Starting at the line that contains "If you could drop a marker on the grass", copy each line through the end of the listing below. Include both ends and output nothing more.
▬▬▬▬▬▬
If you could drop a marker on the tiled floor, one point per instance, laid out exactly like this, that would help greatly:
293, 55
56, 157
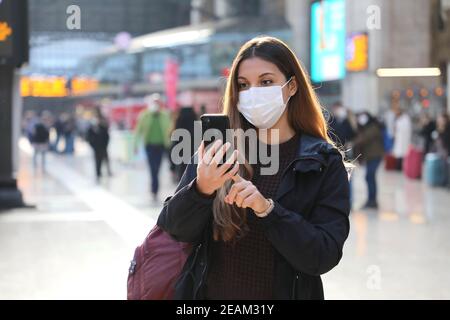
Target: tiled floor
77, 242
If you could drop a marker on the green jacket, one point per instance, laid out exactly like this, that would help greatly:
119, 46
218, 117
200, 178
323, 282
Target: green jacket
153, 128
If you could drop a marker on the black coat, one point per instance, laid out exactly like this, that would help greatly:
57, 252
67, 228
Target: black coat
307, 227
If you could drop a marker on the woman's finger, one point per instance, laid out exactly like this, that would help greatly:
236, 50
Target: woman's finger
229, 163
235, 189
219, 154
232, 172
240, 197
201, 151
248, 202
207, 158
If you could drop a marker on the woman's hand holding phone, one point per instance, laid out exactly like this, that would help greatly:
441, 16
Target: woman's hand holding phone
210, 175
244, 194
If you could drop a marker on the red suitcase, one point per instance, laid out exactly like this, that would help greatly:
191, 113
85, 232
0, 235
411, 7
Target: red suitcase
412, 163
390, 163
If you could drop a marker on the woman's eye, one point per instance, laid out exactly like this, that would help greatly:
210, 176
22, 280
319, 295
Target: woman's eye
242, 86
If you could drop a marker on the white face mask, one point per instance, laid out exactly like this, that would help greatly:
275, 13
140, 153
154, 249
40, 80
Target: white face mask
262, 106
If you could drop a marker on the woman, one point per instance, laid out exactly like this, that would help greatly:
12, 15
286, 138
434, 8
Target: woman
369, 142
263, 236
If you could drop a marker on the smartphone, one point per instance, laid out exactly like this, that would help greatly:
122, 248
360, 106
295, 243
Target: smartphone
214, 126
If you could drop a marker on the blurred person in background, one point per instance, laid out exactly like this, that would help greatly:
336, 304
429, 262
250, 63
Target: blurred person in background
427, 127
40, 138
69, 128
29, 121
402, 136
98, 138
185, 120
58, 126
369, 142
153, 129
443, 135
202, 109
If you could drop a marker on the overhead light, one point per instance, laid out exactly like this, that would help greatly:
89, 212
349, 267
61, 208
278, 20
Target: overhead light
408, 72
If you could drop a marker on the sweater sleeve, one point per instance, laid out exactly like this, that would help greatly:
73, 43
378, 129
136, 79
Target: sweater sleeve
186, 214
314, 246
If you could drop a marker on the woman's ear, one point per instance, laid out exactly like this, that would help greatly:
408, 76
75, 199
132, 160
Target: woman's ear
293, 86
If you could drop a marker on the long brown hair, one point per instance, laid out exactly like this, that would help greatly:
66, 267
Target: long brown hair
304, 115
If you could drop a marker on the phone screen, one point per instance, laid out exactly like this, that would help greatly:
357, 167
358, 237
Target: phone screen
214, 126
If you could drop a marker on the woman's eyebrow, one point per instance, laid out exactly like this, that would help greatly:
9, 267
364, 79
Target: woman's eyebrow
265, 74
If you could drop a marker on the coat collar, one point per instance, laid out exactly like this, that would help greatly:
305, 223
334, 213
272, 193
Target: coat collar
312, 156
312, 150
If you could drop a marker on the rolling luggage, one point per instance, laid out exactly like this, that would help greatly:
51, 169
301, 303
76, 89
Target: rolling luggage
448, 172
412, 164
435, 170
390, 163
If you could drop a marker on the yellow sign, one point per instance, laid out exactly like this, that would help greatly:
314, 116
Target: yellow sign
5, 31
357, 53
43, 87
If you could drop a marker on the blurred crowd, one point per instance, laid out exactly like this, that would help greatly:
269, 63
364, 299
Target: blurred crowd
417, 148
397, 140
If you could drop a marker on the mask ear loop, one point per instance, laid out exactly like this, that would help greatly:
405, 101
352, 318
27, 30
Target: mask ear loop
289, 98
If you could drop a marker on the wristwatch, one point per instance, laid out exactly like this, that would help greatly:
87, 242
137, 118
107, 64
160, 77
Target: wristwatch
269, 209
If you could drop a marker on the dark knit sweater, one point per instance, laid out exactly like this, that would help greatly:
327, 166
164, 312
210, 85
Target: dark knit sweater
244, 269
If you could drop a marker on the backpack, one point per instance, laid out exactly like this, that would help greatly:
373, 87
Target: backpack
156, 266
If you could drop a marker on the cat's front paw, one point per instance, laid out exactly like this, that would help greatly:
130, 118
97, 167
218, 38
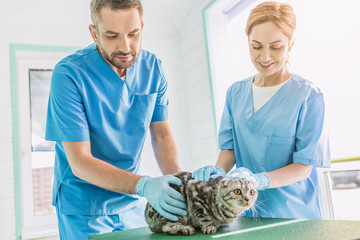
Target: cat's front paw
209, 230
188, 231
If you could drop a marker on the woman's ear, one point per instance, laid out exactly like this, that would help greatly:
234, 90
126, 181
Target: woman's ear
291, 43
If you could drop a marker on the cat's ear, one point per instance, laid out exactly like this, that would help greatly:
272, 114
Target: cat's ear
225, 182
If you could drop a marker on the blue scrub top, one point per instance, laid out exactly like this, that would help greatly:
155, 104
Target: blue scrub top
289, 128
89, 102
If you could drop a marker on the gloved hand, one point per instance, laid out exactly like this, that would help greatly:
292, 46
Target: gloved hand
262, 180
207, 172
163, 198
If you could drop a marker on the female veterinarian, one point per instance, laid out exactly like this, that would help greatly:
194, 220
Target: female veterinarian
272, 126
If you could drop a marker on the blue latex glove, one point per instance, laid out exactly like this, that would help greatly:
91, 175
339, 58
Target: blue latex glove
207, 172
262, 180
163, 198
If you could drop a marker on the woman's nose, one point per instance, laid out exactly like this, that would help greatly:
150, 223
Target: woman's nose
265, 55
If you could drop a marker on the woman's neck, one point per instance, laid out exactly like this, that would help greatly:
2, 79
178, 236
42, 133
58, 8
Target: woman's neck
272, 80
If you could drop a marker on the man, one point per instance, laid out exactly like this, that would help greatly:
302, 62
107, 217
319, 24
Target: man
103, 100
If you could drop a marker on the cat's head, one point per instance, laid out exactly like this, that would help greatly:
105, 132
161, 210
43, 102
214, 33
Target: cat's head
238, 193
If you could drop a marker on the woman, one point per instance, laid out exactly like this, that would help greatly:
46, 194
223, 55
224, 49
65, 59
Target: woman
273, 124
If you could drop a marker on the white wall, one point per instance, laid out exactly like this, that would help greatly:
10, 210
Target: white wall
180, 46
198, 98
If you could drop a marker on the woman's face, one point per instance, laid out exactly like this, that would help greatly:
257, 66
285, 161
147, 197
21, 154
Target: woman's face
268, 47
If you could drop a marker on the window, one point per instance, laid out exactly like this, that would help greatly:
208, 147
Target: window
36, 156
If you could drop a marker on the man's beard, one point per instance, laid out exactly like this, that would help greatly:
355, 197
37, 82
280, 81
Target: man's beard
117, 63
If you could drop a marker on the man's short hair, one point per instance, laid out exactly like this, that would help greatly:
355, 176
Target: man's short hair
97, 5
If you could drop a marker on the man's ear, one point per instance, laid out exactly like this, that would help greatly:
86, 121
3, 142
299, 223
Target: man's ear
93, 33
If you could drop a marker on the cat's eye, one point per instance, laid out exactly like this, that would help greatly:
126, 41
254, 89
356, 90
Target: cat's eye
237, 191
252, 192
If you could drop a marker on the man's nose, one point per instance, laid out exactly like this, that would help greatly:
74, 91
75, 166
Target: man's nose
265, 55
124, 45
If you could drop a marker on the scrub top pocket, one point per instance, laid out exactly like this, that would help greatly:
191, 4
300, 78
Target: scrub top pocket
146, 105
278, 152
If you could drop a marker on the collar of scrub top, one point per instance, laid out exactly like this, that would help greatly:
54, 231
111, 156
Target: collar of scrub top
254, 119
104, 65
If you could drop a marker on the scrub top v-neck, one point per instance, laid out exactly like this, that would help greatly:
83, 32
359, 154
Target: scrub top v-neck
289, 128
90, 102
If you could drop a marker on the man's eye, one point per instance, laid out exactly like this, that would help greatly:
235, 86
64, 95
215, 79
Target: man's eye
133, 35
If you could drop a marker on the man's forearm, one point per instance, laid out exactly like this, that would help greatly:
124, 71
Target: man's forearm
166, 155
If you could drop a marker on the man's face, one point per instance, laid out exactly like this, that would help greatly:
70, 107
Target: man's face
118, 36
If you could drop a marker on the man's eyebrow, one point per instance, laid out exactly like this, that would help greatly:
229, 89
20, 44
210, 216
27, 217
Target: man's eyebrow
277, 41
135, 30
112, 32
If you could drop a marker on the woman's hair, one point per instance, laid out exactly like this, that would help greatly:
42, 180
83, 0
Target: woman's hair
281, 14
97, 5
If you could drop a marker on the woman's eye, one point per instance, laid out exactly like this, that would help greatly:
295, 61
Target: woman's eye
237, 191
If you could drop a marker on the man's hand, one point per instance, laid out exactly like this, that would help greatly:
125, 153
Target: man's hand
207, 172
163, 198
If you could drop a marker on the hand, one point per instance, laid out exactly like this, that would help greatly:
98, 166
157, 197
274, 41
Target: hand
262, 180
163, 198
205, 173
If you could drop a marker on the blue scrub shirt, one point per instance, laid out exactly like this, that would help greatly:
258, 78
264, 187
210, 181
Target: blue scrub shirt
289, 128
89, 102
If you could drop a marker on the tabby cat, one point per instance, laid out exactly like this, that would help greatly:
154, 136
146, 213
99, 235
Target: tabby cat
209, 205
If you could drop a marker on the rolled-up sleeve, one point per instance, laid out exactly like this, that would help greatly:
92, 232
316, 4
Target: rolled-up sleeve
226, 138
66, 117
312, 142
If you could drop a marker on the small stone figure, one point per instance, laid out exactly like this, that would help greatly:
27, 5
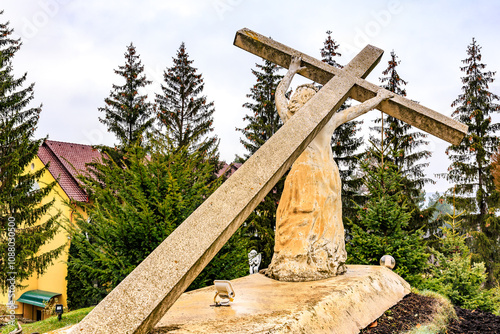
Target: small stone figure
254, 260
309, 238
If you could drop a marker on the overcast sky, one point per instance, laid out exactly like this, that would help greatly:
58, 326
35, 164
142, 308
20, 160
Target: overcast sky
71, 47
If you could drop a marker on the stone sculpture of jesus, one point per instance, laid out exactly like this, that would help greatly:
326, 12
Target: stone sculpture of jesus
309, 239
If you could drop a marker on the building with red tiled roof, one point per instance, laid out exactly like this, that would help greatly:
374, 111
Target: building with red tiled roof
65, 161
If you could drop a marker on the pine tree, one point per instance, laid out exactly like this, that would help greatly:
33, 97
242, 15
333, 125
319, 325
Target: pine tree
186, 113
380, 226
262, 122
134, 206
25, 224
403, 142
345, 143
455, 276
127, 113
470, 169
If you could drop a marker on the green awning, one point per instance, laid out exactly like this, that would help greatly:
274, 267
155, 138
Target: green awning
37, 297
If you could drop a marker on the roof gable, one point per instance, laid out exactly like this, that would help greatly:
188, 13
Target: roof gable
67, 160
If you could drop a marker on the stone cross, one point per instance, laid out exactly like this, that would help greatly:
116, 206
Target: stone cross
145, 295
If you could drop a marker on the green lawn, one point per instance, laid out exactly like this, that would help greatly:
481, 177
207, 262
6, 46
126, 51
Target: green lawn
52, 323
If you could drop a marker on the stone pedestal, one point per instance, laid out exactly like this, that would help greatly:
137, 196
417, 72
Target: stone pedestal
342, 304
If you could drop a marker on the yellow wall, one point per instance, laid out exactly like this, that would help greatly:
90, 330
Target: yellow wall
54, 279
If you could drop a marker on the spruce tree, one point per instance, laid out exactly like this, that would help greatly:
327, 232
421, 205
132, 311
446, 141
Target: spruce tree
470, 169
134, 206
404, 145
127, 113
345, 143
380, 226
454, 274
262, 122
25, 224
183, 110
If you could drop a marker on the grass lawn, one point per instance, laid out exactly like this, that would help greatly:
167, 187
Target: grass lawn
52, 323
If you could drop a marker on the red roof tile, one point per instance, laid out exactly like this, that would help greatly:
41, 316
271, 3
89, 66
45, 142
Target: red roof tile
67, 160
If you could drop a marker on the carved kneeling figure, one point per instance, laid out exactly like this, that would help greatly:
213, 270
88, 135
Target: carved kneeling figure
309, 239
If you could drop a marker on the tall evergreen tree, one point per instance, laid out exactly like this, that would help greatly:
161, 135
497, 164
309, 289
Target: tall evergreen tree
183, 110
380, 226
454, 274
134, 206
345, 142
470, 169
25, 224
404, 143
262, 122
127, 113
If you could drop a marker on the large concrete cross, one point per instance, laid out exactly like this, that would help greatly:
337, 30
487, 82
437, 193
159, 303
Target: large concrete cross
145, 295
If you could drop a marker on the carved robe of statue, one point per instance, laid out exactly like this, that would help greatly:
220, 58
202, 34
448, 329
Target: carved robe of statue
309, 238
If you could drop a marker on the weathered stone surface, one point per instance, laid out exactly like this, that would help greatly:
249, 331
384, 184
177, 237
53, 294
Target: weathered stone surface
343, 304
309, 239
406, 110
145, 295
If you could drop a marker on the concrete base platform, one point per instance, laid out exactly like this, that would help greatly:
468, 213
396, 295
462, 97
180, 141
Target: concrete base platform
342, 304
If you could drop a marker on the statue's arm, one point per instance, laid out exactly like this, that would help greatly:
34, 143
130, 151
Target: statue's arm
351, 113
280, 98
▬▬▬▬▬▬
CORRECT ANSWER:
If you could drop a marker on the grass lawn, one point per instance, laid out exactly like this, that would help greatly:
167, 187
Target: grass lawn
52, 323
If you could drop a marker on the red roof tile, one point per instance, laid out exactly like this, that would help greatly:
41, 316
271, 3
89, 66
45, 142
Target: red roof tile
67, 160
If you could drop a marker on the carved kneeling figure, one point per instance, laid out exactly like this, that would help greatly:
213, 270
88, 135
Target: carved kneeling figure
309, 239
If you could drop a marker on the tall evergreen tree, one point per instance, laid out exactly like this, that would help greatly:
161, 135
497, 164
309, 289
Target: tall evergreen tree
183, 110
380, 226
454, 274
134, 206
345, 142
470, 169
25, 224
404, 143
262, 122
127, 113
If you could drop a marker on the large concrete cross, one point per instance, laid out exactly like this, that would help greatly:
337, 30
487, 82
437, 193
159, 303
Target: large concrete cross
145, 295
If you could drop a marker on the carved robe of statue, one point per instance, laid out exactly like this, that would help greatly:
220, 58
202, 34
448, 329
Target: carved robe of statue
309, 238
If you could drop a marker on the weathered stone surface, one point per instance, laid out exactly like this, that would help greatly:
249, 331
384, 184
177, 237
53, 294
Target: weathered stone surface
343, 304
309, 239
406, 110
145, 295
If you could drop a marker on the concrete base platform, one point per instance, laid out exactly like this, that would help greatly:
468, 213
396, 295
462, 97
180, 141
Target: concrete base platform
342, 304
If you could drop a marker on the statue's arm, one point per instance, laid out exactly like this, that would help greatly:
34, 143
130, 151
Target: statue's arm
351, 113
280, 98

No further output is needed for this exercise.